Identify each line in the records below that contains the word "circle", and copy it.

[[ SUPPLIED MATERIAL open ]]

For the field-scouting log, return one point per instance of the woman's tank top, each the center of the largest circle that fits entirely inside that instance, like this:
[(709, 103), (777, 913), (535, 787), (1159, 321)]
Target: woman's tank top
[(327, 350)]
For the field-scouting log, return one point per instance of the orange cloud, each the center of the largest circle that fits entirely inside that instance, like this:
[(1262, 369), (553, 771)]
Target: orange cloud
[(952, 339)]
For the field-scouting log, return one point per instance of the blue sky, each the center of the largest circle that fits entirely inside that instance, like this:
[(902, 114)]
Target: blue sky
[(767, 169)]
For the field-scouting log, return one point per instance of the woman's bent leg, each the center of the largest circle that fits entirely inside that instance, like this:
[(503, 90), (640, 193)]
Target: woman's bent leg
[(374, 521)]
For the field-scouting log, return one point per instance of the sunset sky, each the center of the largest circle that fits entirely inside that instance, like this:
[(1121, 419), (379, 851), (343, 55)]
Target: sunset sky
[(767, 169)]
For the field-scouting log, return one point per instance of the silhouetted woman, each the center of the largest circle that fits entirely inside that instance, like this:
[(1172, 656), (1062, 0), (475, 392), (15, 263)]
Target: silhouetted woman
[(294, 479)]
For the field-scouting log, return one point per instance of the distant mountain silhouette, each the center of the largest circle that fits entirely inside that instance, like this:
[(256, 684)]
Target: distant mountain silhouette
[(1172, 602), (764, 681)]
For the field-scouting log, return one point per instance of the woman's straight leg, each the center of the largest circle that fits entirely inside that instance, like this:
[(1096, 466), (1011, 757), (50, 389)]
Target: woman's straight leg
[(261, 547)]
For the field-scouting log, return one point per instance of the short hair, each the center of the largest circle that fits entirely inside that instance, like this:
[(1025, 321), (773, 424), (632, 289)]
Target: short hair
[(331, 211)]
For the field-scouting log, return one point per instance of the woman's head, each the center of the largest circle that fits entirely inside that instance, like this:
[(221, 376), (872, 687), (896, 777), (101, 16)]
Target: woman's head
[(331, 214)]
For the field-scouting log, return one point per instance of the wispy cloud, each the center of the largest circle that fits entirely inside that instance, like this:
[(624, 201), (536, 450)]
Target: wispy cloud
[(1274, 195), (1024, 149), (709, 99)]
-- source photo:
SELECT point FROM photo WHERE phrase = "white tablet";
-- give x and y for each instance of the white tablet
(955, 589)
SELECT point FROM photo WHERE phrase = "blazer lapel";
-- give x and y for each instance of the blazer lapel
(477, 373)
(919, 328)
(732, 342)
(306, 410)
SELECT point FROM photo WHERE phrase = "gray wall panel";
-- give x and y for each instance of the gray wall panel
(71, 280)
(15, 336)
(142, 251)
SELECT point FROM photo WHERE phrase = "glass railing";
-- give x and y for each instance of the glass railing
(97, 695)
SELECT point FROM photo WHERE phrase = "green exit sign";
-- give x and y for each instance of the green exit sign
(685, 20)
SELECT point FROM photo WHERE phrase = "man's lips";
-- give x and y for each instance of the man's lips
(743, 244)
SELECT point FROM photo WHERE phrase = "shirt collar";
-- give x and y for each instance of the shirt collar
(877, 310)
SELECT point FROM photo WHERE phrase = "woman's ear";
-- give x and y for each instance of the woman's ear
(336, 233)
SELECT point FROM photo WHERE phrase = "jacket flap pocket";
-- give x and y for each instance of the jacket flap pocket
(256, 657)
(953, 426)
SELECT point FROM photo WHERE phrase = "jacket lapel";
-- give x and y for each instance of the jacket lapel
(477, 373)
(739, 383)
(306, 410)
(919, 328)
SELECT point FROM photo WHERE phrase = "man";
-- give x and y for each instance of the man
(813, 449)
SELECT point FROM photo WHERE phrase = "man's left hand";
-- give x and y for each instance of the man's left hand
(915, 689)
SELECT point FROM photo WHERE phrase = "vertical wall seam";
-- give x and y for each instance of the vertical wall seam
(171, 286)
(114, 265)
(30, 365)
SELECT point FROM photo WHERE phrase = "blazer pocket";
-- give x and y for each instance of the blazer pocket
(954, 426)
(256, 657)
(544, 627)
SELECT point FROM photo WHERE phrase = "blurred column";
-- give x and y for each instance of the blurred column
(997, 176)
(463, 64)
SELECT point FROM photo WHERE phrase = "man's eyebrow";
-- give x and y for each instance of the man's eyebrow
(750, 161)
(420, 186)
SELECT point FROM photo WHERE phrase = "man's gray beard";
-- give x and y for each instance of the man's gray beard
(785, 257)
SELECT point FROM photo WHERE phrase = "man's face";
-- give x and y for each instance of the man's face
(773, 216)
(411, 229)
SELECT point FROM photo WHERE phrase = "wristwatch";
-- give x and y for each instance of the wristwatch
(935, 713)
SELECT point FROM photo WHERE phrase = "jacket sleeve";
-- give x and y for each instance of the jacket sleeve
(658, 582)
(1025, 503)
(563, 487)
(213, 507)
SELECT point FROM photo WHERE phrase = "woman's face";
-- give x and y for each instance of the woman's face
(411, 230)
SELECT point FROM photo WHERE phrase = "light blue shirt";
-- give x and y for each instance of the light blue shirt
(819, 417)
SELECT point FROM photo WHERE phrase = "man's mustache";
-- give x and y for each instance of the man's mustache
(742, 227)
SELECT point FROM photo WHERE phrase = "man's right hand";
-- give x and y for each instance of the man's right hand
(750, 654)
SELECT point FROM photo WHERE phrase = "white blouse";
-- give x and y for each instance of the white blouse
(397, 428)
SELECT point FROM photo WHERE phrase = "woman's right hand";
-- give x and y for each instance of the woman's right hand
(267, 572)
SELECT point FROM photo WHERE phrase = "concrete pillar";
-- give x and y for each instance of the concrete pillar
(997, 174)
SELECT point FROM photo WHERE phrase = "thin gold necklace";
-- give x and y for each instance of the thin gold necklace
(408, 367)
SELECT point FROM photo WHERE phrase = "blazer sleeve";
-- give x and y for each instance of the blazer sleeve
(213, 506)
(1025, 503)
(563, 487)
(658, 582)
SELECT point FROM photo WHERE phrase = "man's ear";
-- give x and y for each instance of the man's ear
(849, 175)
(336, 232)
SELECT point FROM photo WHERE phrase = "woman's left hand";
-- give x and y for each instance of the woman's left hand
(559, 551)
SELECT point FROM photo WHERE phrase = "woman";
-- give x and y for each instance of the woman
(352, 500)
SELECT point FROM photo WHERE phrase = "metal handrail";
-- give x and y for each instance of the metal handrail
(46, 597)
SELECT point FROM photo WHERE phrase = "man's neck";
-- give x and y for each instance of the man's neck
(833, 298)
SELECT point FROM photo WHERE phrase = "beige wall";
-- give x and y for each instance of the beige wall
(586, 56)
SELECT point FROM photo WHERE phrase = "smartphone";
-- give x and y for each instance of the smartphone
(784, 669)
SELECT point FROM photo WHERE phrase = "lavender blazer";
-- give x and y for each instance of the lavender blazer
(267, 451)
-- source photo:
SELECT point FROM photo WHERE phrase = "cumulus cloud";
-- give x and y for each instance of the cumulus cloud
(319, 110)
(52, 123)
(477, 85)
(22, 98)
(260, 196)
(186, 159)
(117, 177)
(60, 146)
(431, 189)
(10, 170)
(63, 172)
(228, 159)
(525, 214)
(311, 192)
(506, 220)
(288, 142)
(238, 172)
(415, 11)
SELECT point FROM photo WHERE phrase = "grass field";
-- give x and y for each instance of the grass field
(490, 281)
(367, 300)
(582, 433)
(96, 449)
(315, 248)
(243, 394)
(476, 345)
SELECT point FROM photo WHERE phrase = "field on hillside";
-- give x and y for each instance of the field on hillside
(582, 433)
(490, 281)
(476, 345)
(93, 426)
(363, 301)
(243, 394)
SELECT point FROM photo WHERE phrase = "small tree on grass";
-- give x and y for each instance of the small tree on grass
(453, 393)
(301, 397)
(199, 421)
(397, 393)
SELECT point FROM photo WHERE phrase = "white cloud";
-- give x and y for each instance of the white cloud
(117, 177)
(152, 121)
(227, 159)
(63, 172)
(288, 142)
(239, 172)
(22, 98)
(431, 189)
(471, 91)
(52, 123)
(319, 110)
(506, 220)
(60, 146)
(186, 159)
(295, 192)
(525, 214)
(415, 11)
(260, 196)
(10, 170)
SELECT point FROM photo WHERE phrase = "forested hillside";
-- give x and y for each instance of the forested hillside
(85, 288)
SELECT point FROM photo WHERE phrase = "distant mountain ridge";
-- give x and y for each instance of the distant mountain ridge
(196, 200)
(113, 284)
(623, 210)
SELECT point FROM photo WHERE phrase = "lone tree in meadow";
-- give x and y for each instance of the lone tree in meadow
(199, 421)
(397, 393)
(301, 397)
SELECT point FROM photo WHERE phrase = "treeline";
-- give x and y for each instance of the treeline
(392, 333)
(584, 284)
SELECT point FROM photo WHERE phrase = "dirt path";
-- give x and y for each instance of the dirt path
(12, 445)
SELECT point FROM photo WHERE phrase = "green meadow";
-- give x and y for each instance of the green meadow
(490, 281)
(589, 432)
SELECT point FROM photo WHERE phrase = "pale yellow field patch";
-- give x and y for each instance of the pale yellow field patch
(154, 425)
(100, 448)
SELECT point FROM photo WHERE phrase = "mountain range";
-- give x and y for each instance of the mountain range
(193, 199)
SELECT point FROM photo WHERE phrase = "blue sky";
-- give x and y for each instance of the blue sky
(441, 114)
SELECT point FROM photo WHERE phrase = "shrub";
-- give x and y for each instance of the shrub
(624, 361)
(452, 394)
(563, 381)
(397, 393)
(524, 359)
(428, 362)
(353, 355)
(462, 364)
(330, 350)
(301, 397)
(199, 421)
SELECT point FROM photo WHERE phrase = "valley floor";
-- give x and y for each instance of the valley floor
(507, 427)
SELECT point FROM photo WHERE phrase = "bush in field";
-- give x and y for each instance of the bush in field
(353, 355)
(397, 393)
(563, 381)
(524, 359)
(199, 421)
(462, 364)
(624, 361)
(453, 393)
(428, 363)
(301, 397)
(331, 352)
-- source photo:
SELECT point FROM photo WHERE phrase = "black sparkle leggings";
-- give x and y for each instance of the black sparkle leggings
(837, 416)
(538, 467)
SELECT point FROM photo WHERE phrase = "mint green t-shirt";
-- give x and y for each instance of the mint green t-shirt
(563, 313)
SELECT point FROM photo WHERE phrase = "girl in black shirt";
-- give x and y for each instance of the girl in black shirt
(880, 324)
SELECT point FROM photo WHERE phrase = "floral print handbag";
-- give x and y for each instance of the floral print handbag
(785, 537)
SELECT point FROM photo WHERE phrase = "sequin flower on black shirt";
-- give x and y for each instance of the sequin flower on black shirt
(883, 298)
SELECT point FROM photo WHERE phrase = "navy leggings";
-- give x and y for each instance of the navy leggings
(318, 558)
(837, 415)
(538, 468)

[[ SUPPLIED MATERIAL closed ]]

REPLY TO THE EXERCISE>
For the field-scouting log, return one point per instance of the woman's tank top, each the center of the largest circle that fits entirely inside that instance, like this:
For the field-scouting log, return one point per instance of the orange cloud, each the center of the largest circle that fits entirely inside that instance, like this:
For the field-scouting log, return one point per instance of the blue sky, each the center of the largest circle that fits entirely inside that instance, like this:
For the field-scouting log, return one point per instance of the woman's bent leg, each the center of the largest circle that fits entirely inside that instance, like this:
For the field-scouting log, return one point per instance of the sunset sky, each the center of the largest circle that fits entirely inside that instance, like this:
For the field-scouting log, return one point per instance of the silhouetted woman, each the center of the largest circle that fits entirely inside that instance, like this:
For the field-scouting log, return one point per instance of the distant mountain silhouette, each the center of the largest circle that fits entirely inside that instance, like this:
For the field-scouting log, return one point per instance of the woman's straight leg, each the center of the largest circle that fits entirely inside that instance, like this:
For the field-scouting log, return one point per instance of the short hair, each the center of the largest circle that fits entirely inside that instance, like this:
For the field-scouting log, return one point per instance of the woman's head, each the center of the largest circle that fits entirely inside that instance, like this:
For the field-scouting log, return one point per instance of the wispy cloud, each the center of the largest circle that fits entirely inside that instance, like this:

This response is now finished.